Extracted entries:
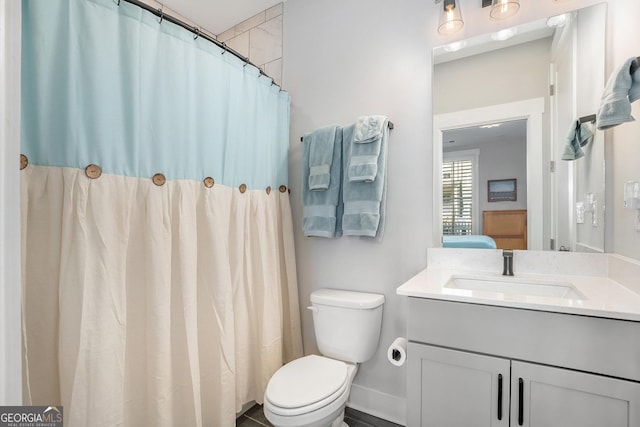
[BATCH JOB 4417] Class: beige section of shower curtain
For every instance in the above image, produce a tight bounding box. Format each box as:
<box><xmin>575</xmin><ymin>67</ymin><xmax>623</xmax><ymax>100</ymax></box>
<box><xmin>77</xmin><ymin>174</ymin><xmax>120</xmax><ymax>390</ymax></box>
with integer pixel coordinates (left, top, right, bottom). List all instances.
<box><xmin>22</xmin><ymin>166</ymin><xmax>302</xmax><ymax>427</ymax></box>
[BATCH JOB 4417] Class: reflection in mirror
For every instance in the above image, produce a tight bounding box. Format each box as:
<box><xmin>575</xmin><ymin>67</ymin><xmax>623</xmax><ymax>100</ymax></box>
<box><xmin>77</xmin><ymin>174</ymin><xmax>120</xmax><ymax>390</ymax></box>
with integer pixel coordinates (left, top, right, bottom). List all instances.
<box><xmin>433</xmin><ymin>4</ymin><xmax>606</xmax><ymax>252</ymax></box>
<box><xmin>442</xmin><ymin>120</ymin><xmax>527</xmax><ymax>249</ymax></box>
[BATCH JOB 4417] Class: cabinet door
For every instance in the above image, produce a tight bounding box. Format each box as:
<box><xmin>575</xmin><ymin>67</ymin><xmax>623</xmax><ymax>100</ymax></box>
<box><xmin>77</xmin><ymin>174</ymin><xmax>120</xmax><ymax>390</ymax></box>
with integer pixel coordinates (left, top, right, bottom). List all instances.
<box><xmin>407</xmin><ymin>342</ymin><xmax>510</xmax><ymax>427</ymax></box>
<box><xmin>511</xmin><ymin>361</ymin><xmax>640</xmax><ymax>427</ymax></box>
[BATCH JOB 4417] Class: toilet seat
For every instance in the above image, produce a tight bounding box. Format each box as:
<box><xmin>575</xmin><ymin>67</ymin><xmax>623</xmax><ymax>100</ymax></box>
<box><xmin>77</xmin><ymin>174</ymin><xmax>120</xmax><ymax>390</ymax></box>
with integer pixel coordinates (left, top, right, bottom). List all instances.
<box><xmin>265</xmin><ymin>355</ymin><xmax>351</xmax><ymax>416</ymax></box>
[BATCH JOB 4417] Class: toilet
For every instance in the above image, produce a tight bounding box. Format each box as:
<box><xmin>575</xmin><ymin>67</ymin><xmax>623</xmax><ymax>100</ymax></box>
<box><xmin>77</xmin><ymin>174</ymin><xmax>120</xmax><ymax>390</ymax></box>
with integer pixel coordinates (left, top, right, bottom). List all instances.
<box><xmin>263</xmin><ymin>289</ymin><xmax>384</xmax><ymax>427</ymax></box>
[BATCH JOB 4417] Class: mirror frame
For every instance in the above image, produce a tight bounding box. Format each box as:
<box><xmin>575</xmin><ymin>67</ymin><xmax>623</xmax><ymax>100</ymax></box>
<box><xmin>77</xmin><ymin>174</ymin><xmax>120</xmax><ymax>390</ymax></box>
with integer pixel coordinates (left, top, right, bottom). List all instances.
<box><xmin>432</xmin><ymin>98</ymin><xmax>545</xmax><ymax>250</ymax></box>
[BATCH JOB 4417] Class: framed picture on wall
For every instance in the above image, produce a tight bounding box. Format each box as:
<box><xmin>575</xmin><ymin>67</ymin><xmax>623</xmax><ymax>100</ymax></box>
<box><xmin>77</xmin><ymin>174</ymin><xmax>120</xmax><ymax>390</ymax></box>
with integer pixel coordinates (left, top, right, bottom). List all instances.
<box><xmin>487</xmin><ymin>178</ymin><xmax>518</xmax><ymax>202</ymax></box>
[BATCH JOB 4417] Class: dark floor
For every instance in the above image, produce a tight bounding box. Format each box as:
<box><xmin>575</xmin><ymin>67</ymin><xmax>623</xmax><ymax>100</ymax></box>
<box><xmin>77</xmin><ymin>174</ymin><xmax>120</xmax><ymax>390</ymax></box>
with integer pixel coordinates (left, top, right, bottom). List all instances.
<box><xmin>236</xmin><ymin>405</ymin><xmax>400</xmax><ymax>427</ymax></box>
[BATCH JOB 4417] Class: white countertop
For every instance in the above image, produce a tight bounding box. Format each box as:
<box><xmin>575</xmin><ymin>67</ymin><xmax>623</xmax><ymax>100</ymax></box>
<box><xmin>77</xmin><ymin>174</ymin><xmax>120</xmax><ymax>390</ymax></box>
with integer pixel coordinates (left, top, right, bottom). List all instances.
<box><xmin>396</xmin><ymin>268</ymin><xmax>640</xmax><ymax>322</ymax></box>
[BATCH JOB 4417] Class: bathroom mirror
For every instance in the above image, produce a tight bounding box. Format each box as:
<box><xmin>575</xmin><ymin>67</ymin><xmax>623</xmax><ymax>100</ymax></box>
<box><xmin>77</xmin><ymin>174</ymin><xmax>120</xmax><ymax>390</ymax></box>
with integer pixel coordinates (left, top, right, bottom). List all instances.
<box><xmin>433</xmin><ymin>3</ymin><xmax>607</xmax><ymax>252</ymax></box>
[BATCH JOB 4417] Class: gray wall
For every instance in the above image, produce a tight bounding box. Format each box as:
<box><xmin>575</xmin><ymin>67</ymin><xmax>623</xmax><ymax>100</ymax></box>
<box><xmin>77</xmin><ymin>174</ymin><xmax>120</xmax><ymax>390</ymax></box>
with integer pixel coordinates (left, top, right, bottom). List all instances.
<box><xmin>433</xmin><ymin>38</ymin><xmax>551</xmax><ymax>115</ymax></box>
<box><xmin>283</xmin><ymin>0</ymin><xmax>640</xmax><ymax>422</ymax></box>
<box><xmin>283</xmin><ymin>0</ymin><xmax>435</xmax><ymax>422</ymax></box>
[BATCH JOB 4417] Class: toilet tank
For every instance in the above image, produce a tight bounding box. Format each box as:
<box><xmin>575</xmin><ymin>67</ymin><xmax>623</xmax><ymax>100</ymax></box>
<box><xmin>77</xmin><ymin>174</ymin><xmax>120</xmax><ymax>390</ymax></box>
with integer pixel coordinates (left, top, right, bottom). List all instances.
<box><xmin>309</xmin><ymin>289</ymin><xmax>384</xmax><ymax>363</ymax></box>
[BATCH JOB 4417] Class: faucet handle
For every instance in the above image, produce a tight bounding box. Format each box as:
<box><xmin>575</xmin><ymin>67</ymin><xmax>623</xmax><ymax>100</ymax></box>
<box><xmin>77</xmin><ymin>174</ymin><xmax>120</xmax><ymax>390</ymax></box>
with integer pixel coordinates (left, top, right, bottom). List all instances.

Task statement - Reproduce the entries verbatim, beginning at the line that contains "[BATCH JOB 4417] Class: gray wall" and continuing through the final line of the entries.

Task answer -
[BATCH JOB 4417] Class: gray wall
For every instance in the above image, produce a tight bounding box. Format each box as:
<box><xmin>575</xmin><ymin>67</ymin><xmax>623</xmax><ymax>100</ymax></box>
<box><xmin>77</xmin><ymin>174</ymin><xmax>120</xmax><ymax>390</ymax></box>
with integer pixel coordinates (left, top, right, bottom). List all instances.
<box><xmin>433</xmin><ymin>38</ymin><xmax>551</xmax><ymax>115</ymax></box>
<box><xmin>283</xmin><ymin>0</ymin><xmax>640</xmax><ymax>422</ymax></box>
<box><xmin>283</xmin><ymin>0</ymin><xmax>435</xmax><ymax>422</ymax></box>
[BATCH JOB 4417] Class: toilet tank
For every instance in the above image, produce a tight bounding box. Format each box as:
<box><xmin>575</xmin><ymin>67</ymin><xmax>623</xmax><ymax>100</ymax></box>
<box><xmin>77</xmin><ymin>174</ymin><xmax>120</xmax><ymax>390</ymax></box>
with integer pixel coordinates (left, top, right, bottom). List all instances.
<box><xmin>309</xmin><ymin>289</ymin><xmax>384</xmax><ymax>363</ymax></box>
[BATCH JOB 4417] Class: faucet handle
For every instance in the above image, produce a tight bounding box. Format each box as:
<box><xmin>575</xmin><ymin>67</ymin><xmax>623</xmax><ymax>100</ymax></box>
<box><xmin>77</xmin><ymin>174</ymin><xmax>120</xmax><ymax>390</ymax></box>
with integer pixel coordinates (left, top, right, bottom). List all instances.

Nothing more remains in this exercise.